[Material supplied]:
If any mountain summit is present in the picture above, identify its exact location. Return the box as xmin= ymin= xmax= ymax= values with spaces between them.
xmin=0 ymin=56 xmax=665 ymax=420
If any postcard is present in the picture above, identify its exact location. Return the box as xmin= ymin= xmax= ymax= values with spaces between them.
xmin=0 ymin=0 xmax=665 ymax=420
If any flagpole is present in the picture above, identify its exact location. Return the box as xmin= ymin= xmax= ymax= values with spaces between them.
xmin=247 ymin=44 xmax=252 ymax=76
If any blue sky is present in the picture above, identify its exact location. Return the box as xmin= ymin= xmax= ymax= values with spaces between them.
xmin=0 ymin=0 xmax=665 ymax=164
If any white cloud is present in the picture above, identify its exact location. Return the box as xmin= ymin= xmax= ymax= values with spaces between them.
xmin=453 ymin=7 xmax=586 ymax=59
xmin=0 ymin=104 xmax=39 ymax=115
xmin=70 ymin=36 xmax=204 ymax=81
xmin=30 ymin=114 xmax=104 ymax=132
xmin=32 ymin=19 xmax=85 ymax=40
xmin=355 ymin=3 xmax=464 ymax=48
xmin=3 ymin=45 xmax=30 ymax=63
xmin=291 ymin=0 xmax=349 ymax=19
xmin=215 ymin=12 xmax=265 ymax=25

[What the task asks]: Please copy every one of the rows above, keeping each line identical to the original.

[Task answer]:
If any mountain summit is present in the picture above, identify its exact location. Return the box as xmin= ymin= xmax= ymax= values with spaces between them.
xmin=0 ymin=56 xmax=665 ymax=420
If any postcard is present in the picture above, identify its exact location. Return the box as xmin= ymin= xmax= ymax= values with spaces between them.
xmin=0 ymin=0 xmax=665 ymax=420
If any flagpole is present in the picture above, identify its exact location. Return the box as xmin= ymin= xmax= ymax= values with spaces between them.
xmin=247 ymin=44 xmax=252 ymax=76
If any blue sky is present in the picture above, identify its exact location. Return the box as xmin= ymin= xmax= ymax= values with spaces between them.
xmin=0 ymin=0 xmax=665 ymax=164
If any white cloud is present in the picture above, identify its exact location. Return the box as xmin= ymin= xmax= ymax= values with spaces between them.
xmin=453 ymin=7 xmax=586 ymax=59
xmin=0 ymin=104 xmax=39 ymax=115
xmin=70 ymin=36 xmax=204 ymax=81
xmin=30 ymin=114 xmax=104 ymax=132
xmin=32 ymin=19 xmax=85 ymax=40
xmin=355 ymin=3 xmax=464 ymax=48
xmin=3 ymin=45 xmax=30 ymax=63
xmin=291 ymin=0 xmax=349 ymax=19
xmin=215 ymin=12 xmax=265 ymax=25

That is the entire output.